┌──
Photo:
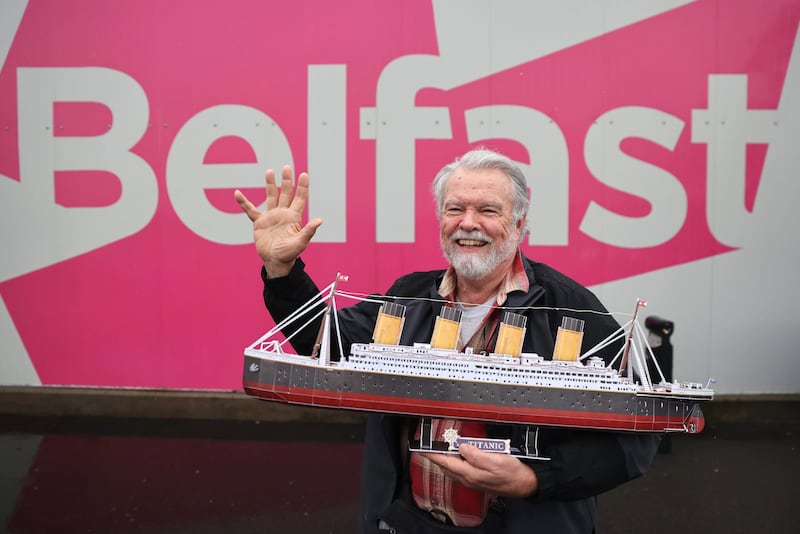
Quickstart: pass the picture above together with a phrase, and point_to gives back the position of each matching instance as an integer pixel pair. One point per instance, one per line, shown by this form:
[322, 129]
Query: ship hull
[335, 387]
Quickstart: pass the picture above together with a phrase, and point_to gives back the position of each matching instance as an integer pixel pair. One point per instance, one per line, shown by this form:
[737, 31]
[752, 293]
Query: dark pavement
[113, 475]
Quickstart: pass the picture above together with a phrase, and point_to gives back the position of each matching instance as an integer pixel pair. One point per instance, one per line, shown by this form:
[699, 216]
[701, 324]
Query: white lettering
[68, 232]
[727, 126]
[188, 177]
[327, 150]
[548, 171]
[609, 164]
[395, 125]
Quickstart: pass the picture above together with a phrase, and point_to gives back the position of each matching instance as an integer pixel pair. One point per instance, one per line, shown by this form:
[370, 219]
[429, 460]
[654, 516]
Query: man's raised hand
[278, 232]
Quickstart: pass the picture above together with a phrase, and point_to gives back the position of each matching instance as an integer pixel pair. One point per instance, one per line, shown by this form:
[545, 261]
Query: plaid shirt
[432, 490]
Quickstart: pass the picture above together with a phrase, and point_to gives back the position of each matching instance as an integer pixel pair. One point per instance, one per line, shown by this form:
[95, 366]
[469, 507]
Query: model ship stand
[506, 387]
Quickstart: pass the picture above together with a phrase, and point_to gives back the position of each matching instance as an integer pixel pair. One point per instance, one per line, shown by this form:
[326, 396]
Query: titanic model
[507, 386]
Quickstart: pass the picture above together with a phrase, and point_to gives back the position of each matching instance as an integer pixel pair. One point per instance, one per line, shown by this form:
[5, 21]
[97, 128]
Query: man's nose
[470, 221]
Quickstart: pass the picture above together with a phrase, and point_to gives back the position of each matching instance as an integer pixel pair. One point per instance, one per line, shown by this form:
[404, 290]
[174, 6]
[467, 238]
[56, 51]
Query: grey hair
[482, 158]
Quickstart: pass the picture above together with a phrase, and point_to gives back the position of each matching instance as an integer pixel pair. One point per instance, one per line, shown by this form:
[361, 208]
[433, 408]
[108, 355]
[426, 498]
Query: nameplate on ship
[454, 440]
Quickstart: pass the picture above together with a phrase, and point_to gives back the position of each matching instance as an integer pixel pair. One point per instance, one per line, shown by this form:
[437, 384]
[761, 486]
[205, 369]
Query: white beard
[476, 266]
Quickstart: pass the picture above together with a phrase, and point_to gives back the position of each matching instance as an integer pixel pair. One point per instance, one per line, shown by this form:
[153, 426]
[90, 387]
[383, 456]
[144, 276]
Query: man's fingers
[272, 190]
[301, 194]
[250, 210]
[287, 187]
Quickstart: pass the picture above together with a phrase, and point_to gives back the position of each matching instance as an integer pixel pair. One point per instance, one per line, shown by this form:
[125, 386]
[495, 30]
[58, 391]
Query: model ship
[507, 386]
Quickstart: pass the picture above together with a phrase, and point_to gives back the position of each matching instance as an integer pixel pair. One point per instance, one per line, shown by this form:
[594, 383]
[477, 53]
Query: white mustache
[473, 235]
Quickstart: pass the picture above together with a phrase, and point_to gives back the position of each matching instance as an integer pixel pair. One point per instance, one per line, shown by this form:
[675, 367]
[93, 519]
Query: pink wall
[126, 126]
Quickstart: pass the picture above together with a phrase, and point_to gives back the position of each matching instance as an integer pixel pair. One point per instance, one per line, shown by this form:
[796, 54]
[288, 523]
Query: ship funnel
[511, 334]
[447, 329]
[389, 326]
[568, 340]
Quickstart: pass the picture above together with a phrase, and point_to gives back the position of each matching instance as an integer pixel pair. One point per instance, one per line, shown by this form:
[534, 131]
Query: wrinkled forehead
[475, 185]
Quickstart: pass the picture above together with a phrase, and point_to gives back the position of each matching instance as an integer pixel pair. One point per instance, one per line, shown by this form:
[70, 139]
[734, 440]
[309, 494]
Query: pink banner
[126, 126]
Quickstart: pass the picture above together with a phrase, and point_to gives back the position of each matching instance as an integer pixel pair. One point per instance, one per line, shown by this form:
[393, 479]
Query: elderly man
[482, 204]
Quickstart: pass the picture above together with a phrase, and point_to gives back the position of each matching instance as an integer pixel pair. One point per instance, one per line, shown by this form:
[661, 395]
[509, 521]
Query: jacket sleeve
[585, 463]
[589, 463]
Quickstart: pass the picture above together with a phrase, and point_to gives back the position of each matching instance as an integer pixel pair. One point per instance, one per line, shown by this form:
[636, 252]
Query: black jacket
[584, 463]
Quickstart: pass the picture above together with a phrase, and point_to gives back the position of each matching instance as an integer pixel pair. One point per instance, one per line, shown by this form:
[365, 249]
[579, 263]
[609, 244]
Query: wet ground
[94, 475]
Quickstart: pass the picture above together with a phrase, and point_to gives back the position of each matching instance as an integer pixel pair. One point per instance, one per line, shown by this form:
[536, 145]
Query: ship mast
[629, 340]
[322, 344]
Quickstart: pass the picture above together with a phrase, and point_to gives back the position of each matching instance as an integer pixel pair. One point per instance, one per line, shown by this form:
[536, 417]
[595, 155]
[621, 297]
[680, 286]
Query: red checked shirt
[432, 490]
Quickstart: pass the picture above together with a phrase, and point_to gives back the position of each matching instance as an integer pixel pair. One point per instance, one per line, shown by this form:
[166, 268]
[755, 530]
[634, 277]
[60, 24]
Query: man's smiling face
[478, 234]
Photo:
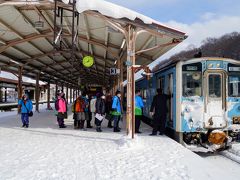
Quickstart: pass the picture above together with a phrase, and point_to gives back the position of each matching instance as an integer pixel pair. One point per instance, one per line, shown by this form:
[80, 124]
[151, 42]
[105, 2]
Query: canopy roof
[22, 44]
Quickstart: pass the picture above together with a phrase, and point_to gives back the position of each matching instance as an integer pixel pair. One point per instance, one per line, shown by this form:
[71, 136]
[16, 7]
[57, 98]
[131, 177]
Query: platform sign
[114, 71]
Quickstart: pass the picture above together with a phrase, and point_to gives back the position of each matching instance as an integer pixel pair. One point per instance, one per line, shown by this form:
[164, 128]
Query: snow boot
[110, 124]
[98, 129]
[115, 129]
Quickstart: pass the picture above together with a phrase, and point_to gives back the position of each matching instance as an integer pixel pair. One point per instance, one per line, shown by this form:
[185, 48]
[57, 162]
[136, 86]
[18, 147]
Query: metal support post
[67, 93]
[20, 90]
[70, 94]
[5, 94]
[48, 96]
[37, 92]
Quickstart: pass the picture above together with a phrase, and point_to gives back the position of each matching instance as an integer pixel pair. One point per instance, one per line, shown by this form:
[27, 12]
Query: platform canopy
[28, 30]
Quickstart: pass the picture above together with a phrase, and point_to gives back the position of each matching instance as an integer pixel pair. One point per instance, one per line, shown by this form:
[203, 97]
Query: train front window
[234, 85]
[214, 84]
[192, 83]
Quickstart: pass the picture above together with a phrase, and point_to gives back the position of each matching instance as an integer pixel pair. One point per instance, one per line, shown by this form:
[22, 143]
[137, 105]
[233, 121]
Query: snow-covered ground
[45, 152]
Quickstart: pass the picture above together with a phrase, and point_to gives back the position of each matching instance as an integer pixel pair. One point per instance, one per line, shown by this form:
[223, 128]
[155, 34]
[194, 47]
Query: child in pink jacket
[61, 107]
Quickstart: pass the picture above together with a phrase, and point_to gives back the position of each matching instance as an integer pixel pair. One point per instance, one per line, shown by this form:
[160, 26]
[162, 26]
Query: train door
[169, 91]
[215, 99]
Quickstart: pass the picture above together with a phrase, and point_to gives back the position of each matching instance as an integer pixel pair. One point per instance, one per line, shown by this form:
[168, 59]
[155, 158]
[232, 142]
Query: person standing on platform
[61, 107]
[25, 104]
[159, 112]
[93, 107]
[108, 109]
[86, 110]
[100, 112]
[138, 110]
[78, 110]
[116, 111]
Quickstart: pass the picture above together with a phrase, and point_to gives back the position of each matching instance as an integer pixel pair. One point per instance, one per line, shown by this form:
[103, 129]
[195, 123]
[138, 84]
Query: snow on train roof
[114, 10]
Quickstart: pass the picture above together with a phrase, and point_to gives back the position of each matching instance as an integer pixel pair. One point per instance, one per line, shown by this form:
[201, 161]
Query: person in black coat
[159, 112]
[100, 112]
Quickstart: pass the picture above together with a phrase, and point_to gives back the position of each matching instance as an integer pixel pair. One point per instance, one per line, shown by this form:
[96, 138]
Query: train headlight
[236, 120]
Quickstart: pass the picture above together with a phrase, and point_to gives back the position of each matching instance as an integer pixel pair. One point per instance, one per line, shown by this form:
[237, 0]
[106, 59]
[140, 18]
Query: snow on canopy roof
[113, 10]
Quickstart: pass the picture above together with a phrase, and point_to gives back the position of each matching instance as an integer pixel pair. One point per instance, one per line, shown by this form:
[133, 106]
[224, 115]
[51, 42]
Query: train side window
[192, 83]
[234, 85]
[161, 82]
[144, 93]
[214, 83]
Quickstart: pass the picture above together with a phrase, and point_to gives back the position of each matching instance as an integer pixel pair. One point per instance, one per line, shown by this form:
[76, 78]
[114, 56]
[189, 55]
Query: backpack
[82, 105]
[57, 104]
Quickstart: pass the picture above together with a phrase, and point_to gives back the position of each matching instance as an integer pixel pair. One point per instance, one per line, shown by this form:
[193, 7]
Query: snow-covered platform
[45, 152]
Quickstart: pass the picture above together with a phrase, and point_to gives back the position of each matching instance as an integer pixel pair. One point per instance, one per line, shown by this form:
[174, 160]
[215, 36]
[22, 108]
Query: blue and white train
[204, 110]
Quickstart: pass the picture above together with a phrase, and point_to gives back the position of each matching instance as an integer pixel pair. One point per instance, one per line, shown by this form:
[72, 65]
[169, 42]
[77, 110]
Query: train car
[204, 109]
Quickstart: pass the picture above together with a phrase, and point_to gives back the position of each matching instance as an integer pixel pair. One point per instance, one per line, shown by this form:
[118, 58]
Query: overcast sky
[198, 18]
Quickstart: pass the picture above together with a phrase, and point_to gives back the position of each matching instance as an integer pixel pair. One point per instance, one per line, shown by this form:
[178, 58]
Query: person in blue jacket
[138, 110]
[25, 104]
[116, 111]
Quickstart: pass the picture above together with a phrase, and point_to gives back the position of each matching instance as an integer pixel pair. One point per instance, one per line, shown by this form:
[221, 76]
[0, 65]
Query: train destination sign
[192, 67]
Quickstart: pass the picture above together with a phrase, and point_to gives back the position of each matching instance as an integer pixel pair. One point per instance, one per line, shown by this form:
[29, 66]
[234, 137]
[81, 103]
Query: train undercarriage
[210, 141]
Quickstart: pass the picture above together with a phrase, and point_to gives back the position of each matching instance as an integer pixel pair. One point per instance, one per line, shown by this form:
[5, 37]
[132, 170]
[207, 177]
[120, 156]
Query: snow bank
[233, 153]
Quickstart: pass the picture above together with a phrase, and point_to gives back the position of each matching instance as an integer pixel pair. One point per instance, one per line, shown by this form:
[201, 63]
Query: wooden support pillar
[5, 95]
[130, 39]
[48, 96]
[56, 90]
[71, 95]
[1, 96]
[20, 90]
[118, 76]
[67, 93]
[121, 77]
[62, 87]
[74, 94]
[37, 92]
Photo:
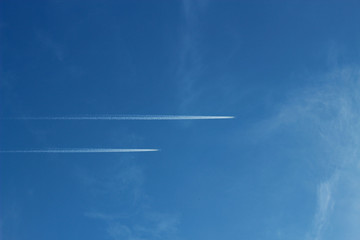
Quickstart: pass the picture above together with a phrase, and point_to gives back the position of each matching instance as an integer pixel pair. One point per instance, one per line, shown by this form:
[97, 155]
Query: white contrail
[82, 150]
[127, 117]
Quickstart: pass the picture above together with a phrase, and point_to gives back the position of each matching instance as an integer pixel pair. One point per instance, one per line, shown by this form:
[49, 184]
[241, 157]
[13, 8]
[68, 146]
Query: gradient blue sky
[286, 168]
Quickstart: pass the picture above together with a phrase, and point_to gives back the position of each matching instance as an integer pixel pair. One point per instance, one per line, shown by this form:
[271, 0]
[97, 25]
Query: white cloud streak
[333, 108]
[82, 150]
[126, 118]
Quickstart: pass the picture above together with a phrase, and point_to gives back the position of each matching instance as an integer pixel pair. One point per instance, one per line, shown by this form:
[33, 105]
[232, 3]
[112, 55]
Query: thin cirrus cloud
[126, 117]
[82, 150]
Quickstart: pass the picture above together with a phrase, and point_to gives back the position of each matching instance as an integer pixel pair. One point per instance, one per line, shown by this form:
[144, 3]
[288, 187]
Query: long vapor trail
[82, 150]
[126, 117]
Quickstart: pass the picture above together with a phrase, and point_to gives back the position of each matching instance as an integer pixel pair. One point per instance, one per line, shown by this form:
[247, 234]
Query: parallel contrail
[82, 150]
[127, 117]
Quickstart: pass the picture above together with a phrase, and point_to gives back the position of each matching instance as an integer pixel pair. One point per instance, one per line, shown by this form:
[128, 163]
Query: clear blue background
[285, 168]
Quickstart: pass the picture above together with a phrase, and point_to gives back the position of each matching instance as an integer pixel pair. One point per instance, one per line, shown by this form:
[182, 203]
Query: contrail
[126, 117]
[82, 150]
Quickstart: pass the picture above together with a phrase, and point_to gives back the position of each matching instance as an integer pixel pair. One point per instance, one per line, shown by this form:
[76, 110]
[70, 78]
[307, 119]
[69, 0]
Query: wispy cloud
[82, 150]
[126, 118]
[333, 109]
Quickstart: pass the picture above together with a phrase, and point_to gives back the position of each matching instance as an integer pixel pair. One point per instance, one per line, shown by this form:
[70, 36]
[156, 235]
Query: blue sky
[287, 167]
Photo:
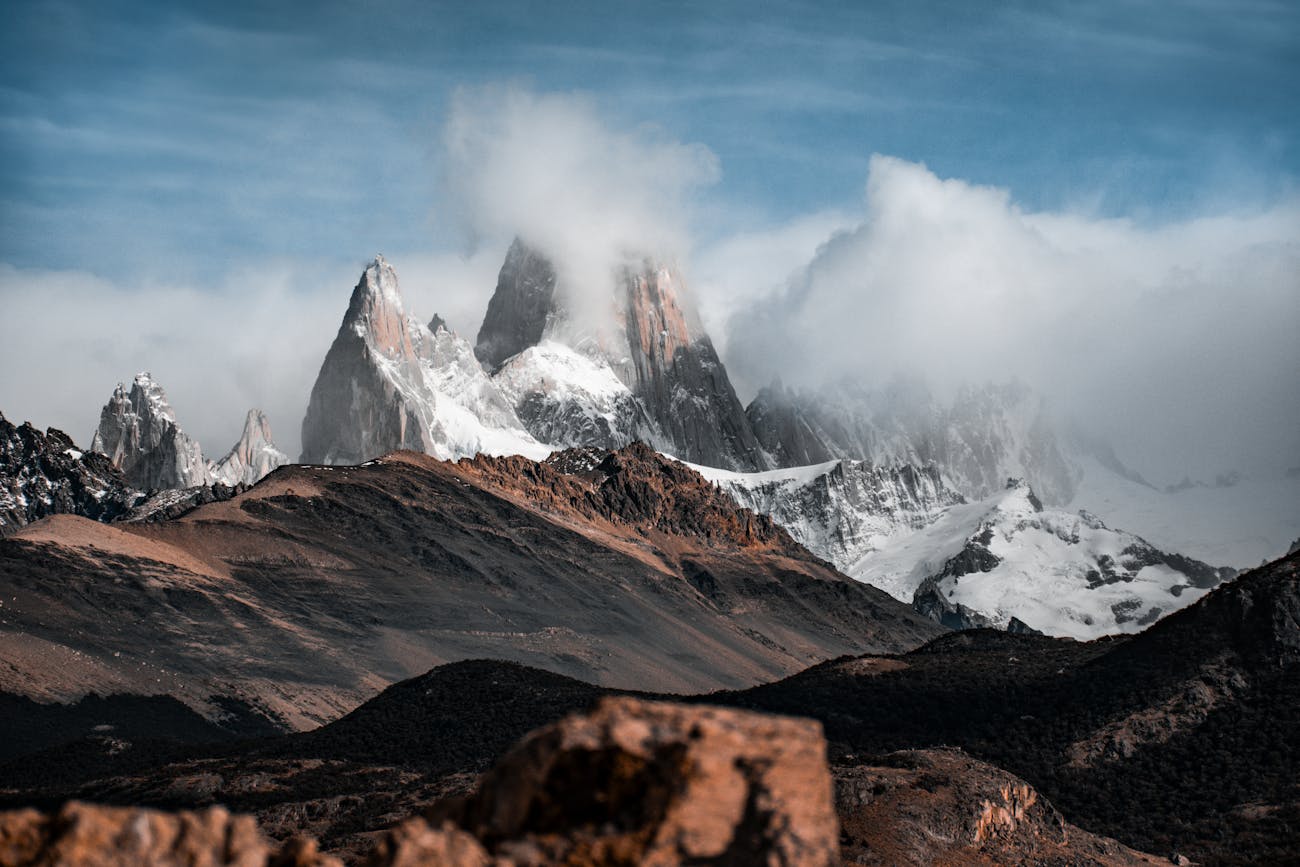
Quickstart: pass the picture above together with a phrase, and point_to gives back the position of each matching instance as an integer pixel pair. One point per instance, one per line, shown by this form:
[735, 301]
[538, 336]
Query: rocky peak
[390, 382]
[252, 456]
[139, 436]
[44, 473]
[633, 486]
[375, 311]
[679, 395]
[519, 308]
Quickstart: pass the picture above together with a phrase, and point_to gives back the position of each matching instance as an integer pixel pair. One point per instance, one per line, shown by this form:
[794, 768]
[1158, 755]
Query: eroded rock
[648, 783]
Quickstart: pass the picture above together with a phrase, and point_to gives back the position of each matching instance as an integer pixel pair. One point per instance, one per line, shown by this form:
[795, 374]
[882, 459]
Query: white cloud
[1175, 341]
[549, 169]
[256, 339]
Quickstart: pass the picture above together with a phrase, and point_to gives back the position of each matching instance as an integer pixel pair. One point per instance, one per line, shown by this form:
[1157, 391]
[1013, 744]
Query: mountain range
[323, 584]
[976, 748]
[889, 485]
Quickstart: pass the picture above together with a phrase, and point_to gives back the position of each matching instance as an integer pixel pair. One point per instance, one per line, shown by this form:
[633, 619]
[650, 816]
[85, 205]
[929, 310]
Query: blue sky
[141, 139]
[1109, 189]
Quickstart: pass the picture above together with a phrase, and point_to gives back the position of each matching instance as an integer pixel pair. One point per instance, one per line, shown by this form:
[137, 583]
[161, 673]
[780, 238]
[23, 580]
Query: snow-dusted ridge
[1002, 560]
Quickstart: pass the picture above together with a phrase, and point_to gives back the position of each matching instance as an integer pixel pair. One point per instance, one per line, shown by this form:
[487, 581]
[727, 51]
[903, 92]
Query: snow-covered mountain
[635, 365]
[843, 510]
[1004, 560]
[391, 382]
[986, 436]
[252, 456]
[46, 473]
[139, 434]
[1064, 573]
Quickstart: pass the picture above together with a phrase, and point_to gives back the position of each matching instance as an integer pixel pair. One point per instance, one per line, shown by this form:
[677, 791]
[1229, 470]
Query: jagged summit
[519, 308]
[139, 434]
[390, 382]
[46, 473]
[252, 456]
[642, 369]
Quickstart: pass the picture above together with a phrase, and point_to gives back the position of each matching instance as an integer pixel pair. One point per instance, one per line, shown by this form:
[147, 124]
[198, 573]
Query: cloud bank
[1177, 341]
[550, 169]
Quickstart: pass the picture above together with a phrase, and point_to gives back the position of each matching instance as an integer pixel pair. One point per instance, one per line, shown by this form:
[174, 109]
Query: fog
[550, 169]
[1174, 341]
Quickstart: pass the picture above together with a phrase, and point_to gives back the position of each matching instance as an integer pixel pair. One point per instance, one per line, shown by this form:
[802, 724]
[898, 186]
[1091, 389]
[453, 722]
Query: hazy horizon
[904, 190]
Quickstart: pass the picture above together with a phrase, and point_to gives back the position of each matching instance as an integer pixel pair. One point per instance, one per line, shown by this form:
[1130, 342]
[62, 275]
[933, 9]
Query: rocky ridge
[657, 375]
[622, 568]
[46, 473]
[139, 434]
[252, 456]
[390, 382]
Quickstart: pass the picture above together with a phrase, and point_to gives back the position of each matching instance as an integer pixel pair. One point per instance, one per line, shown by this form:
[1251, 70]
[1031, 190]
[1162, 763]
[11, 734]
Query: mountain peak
[252, 456]
[376, 311]
[139, 434]
[641, 330]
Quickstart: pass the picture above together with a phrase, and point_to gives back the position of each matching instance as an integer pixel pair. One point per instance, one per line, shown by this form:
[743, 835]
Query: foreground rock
[629, 783]
[644, 783]
[83, 835]
[635, 781]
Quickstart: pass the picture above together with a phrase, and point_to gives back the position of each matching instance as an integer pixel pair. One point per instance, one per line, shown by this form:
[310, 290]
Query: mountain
[323, 584]
[986, 436]
[46, 473]
[391, 382]
[843, 510]
[635, 365]
[1175, 740]
[1004, 560]
[976, 748]
[1008, 559]
[250, 459]
[139, 434]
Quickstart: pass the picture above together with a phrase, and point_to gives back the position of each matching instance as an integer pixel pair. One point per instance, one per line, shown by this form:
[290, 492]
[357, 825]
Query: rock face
[389, 382]
[83, 835]
[250, 459]
[139, 434]
[519, 310]
[1004, 560]
[646, 783]
[641, 369]
[945, 807]
[44, 473]
[628, 783]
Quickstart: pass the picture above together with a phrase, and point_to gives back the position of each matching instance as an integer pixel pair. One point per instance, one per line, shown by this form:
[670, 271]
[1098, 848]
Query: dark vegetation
[1218, 785]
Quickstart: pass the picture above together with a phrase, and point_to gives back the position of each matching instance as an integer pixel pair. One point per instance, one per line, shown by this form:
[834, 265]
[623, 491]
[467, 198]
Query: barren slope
[321, 585]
└──
■ WORK INSTRUCTIONS ■
Print exactly the lines above, starting at the line that contains "Query: hazy horizon" and ending with the last line of the records, both included.

■ RESPONSE FOR THIS EXERCISE ■
Query: hazy horizon
[904, 190]
Quickstart: pass the picture above together with a phrase, and point_to gives back the position of each matching instance as an integer pixel pair. One point per instance, one per line, shown by this form:
[1130, 342]
[62, 275]
[933, 9]
Query: rocky ridge
[657, 375]
[622, 568]
[46, 473]
[139, 434]
[252, 456]
[390, 382]
Quickstart: pass the picture above together with a phrase, and point_to gives back the position of each matching instance as an integer pixel pair. One point per instance, one per line, shown by this form:
[1251, 70]
[1031, 190]
[1162, 763]
[11, 734]
Query: mountain peak
[252, 456]
[376, 311]
[139, 434]
[641, 330]
Quickstart: pass the picture above together with a phrase, and point_to gives back the position of each matching instance as an integer pixel pair. One point per instance, one per line, shown by this form:
[743, 835]
Query: foreground rock
[629, 783]
[644, 783]
[83, 835]
[635, 781]
Quickstart: pass the picture above together with a phrase, and point_to gives back the position of each matching instance as an integer pixel pair. One point per instance, one per line, shown by this form:
[310, 290]
Query: mountain
[323, 584]
[986, 436]
[46, 473]
[391, 382]
[843, 510]
[635, 365]
[1175, 740]
[1004, 560]
[976, 748]
[1008, 559]
[250, 459]
[139, 434]
Quickstart: pass the picture above together with a phrase, and point_to gives back the position of each matching instance as an integer pixel pair. One point per instance, one per line, shown by this form:
[290, 492]
[357, 825]
Query: rock face
[389, 382]
[83, 835]
[250, 459]
[139, 434]
[519, 310]
[1004, 560]
[646, 783]
[641, 369]
[945, 807]
[44, 473]
[628, 783]
Quickstart: pass the picture above together with a phrase, and point_to gives back the position of each matching instance as an integer pixel pair. One point per instance, one per line, shown by this form:
[670, 271]
[1098, 848]
Query: dark vegetation
[1218, 785]
Quickstart: pass the picture above together with a phrase, and point_to gives back the position of each matching instance as an integer pixel pair. One point per instance, one per line, shown by this form:
[834, 265]
[623, 491]
[467, 198]
Query: barren slope
[321, 585]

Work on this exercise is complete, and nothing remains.